What you need to do.
- A) Answer these questions using the Edwin Mingard text.
(i) In which city is Mingard based?
(ii) Which exhibition is Overnight created in conjunction with?
(iii) In which month will the finished work be displayed at the Museum of Oxford?
- B) Repeat word for word the stretch of the Edwin Mingard text from "London-based artist Edwin" through "organisations and festivals.".

··· Document passage ···

Edwin Mingard 

London-based artist Edwin Mingard works principally with moving image, making standalone artists’ film and installations. He often takes on mainstream and accessible forms – documentary, music video, glossy magazine in order to engage with wide public rather than just art people and the gallery environment. 
 
The intertwining strands of technological and social change are central to Mingard’s works, and of particular interest is the combined rise of computer processing power and the network. His works have been commissioned by the BFI, RSA, Northern Film+Media, the Wellcome Trust, Film London and many other bodies, including academic institutions, public and independent arts organisations and festivals.  
 
 

Overnight - DAR/Museum of Oxford Commission 

Overnight by Edwin Mingard is a specially created archive and a short artists' moving image work in conjunction with the Journeys to Oxford exhibition at the Museum of Oxford. 
 
From June to August the artist will be working to develop the digital piece, the process of which will be documented below and the finished work displayed at Museum of Oxford in September. 
 
The artist will interview communities of recent migrants to Oxford and create a online archive with a film work that responds to that archive. This piece of work builds upon previous experience using print or moving image to collaboratively explore the experience of migrating.

··· Collected material ···

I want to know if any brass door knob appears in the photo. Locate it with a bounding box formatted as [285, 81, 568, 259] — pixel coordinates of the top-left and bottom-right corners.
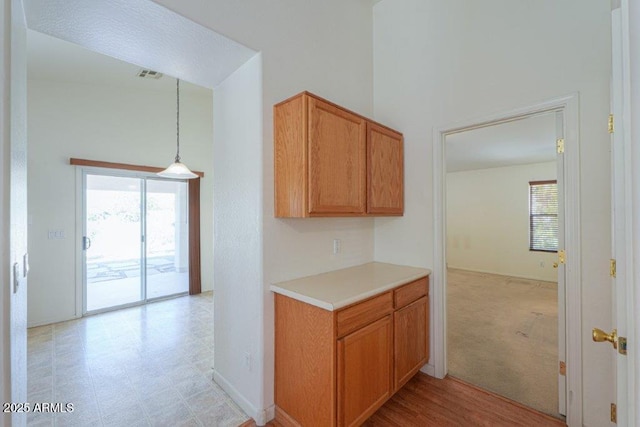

···

Task responses.
- A)
(i) London
(ii) The Journeys to Oxford exhibition at the Museum of Oxford
(iii) September

- B)
London-based artist Edwin Mingard works principally with moving image, making standalone artists’ film and installations. He often takes on mainstream and accessible forms – documentary, music video, glossy magazine in order to engage with wide public rather than just art people and the gallery environment. 
 
The intertwining strands of technological and social change are central to Mingard’s works, and of particular interest is the combined rise of computer processing power and the network. His works have been commissioned by the BFI, RSA, Northern Film+Media, the Wellcome Trust, Film London and many other bodies, including academic institutions, public and independent arts organisations and festivals.